*** Dataset extract ***

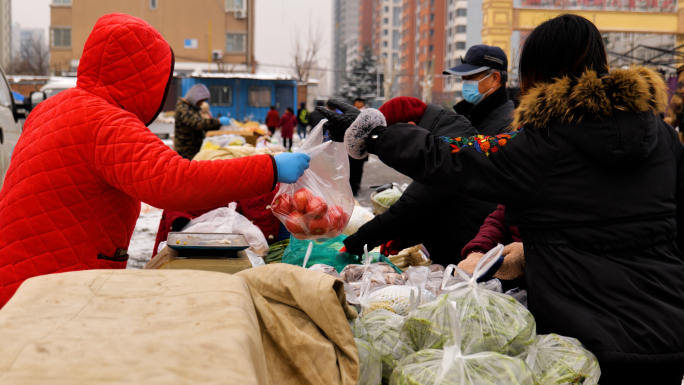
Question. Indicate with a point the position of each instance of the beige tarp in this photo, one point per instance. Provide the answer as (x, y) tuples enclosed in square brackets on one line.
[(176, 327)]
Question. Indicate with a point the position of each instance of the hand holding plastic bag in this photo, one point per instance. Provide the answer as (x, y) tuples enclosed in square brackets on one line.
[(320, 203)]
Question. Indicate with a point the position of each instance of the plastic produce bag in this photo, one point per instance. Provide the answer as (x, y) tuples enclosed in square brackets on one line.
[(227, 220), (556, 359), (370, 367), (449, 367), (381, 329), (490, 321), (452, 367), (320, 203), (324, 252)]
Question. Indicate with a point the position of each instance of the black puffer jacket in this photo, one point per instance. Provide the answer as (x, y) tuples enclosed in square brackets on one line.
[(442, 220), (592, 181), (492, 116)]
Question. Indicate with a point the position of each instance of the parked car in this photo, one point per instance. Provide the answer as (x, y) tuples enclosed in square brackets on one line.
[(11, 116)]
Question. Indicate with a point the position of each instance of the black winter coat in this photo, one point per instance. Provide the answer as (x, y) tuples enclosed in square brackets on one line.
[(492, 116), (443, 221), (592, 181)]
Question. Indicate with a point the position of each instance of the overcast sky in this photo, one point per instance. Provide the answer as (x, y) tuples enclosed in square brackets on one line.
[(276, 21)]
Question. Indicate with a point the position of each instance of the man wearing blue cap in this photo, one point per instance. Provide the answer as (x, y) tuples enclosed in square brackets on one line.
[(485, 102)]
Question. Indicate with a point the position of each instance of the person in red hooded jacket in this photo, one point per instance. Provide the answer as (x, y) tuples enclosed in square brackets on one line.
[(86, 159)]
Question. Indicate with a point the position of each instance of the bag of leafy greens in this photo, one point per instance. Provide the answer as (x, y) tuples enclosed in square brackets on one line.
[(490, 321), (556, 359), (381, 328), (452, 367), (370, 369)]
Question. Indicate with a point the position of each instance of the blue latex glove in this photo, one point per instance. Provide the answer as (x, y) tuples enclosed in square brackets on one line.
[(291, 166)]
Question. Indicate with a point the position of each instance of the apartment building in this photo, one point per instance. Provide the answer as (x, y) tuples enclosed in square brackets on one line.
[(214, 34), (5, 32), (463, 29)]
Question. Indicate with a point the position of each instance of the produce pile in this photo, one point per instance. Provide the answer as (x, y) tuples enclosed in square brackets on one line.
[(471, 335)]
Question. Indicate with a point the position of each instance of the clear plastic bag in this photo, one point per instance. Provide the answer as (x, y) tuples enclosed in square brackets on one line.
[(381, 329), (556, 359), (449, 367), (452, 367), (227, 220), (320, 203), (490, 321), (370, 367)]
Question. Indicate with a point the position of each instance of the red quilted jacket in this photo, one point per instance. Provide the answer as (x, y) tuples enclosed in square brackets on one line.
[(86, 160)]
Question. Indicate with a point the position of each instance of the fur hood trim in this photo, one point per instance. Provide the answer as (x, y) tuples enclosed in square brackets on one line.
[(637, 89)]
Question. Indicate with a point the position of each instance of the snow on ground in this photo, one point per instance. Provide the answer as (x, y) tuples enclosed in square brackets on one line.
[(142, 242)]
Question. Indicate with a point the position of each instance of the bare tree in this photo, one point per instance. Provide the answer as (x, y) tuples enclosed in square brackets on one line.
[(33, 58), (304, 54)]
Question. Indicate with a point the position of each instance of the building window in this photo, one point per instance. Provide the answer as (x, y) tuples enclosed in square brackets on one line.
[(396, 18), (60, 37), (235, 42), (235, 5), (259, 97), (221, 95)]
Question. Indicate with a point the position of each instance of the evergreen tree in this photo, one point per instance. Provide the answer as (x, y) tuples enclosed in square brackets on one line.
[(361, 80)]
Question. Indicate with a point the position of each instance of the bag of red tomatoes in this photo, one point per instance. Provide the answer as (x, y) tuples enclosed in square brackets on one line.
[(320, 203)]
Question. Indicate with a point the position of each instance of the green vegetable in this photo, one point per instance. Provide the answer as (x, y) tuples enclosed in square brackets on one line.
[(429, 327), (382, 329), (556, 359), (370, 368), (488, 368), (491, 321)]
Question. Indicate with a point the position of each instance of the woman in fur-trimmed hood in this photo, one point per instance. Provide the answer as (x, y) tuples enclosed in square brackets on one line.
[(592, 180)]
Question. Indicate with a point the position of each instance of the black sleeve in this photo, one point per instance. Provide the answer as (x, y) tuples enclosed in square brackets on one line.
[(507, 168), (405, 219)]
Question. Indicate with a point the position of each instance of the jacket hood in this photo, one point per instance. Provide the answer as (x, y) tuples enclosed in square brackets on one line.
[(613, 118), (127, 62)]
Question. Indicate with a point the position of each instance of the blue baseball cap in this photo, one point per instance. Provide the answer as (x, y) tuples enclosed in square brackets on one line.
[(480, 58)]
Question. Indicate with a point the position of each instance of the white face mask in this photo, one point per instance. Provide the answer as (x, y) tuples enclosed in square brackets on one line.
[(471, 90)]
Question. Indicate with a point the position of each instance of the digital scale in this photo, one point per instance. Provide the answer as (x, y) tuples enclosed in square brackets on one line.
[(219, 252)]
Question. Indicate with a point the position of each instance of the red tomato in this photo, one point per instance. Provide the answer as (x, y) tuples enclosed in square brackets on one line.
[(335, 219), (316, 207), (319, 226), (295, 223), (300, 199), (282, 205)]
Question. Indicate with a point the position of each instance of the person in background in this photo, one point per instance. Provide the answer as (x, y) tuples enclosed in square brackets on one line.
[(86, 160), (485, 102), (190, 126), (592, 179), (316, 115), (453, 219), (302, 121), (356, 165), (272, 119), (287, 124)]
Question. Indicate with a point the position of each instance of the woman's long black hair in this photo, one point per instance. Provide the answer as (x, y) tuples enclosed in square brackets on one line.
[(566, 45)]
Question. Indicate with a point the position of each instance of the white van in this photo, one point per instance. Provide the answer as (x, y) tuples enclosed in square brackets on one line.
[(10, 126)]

***
*** Dataset extract ***

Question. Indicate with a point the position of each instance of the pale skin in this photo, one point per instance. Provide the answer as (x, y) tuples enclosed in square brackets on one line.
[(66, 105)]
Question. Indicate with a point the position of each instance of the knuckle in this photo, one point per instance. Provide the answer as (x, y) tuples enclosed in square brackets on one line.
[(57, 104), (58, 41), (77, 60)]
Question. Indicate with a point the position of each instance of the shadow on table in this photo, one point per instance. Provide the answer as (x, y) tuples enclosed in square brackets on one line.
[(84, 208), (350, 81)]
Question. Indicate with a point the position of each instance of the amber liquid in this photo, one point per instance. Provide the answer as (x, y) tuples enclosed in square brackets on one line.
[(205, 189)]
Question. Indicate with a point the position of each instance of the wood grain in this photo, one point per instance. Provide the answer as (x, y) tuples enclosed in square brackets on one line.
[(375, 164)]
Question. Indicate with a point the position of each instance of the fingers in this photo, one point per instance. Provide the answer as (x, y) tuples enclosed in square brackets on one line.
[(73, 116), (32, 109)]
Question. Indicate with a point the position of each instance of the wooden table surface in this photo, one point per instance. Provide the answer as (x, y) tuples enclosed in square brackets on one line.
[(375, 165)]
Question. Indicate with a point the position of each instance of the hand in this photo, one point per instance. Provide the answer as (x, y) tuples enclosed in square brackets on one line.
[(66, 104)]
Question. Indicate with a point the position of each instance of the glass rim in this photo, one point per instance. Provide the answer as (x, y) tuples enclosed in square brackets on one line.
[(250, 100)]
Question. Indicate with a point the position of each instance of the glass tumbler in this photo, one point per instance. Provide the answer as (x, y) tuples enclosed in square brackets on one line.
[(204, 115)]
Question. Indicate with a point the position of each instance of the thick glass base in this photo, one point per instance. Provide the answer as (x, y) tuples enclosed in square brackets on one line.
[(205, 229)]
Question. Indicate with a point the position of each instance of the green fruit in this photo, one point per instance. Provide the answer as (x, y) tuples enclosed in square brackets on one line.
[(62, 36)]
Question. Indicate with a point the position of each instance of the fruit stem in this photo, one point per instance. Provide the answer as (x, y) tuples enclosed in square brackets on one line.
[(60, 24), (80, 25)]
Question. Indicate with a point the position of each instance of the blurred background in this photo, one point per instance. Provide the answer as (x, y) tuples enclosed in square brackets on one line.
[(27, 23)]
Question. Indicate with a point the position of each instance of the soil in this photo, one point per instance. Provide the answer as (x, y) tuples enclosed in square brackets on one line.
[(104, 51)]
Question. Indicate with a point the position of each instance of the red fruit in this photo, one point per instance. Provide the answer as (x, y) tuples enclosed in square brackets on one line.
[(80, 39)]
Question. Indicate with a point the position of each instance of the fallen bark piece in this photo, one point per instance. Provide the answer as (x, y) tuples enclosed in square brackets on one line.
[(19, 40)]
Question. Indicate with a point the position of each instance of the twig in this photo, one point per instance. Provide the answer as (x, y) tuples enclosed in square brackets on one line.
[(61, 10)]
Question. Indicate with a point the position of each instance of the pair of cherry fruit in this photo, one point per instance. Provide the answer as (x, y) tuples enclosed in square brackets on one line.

***

## Exercise description
Print the lines above from the one with "of the fallen" through the one with "of the pair", both included, exactly as written and nothing more.

## Reply
Question. Indicate with a point the position of each instance of the fallen bark piece in this photo, one point per instance. Provide the answer as (x, y) tuples enclosed in square brackets on one line.
[(19, 40)]
Question. Indicate with a point the position of each instance of the twig in this photo, one point per instance. Provide the answer as (x, y) tuples enclosed in square brackets on one line.
[(61, 10)]
Question. Indicate with a point the position of each instance of the pair of cherry fruit in this photo, one point per instance. Provide the answer as (x, y) tuples enclosed in square brackets on one line.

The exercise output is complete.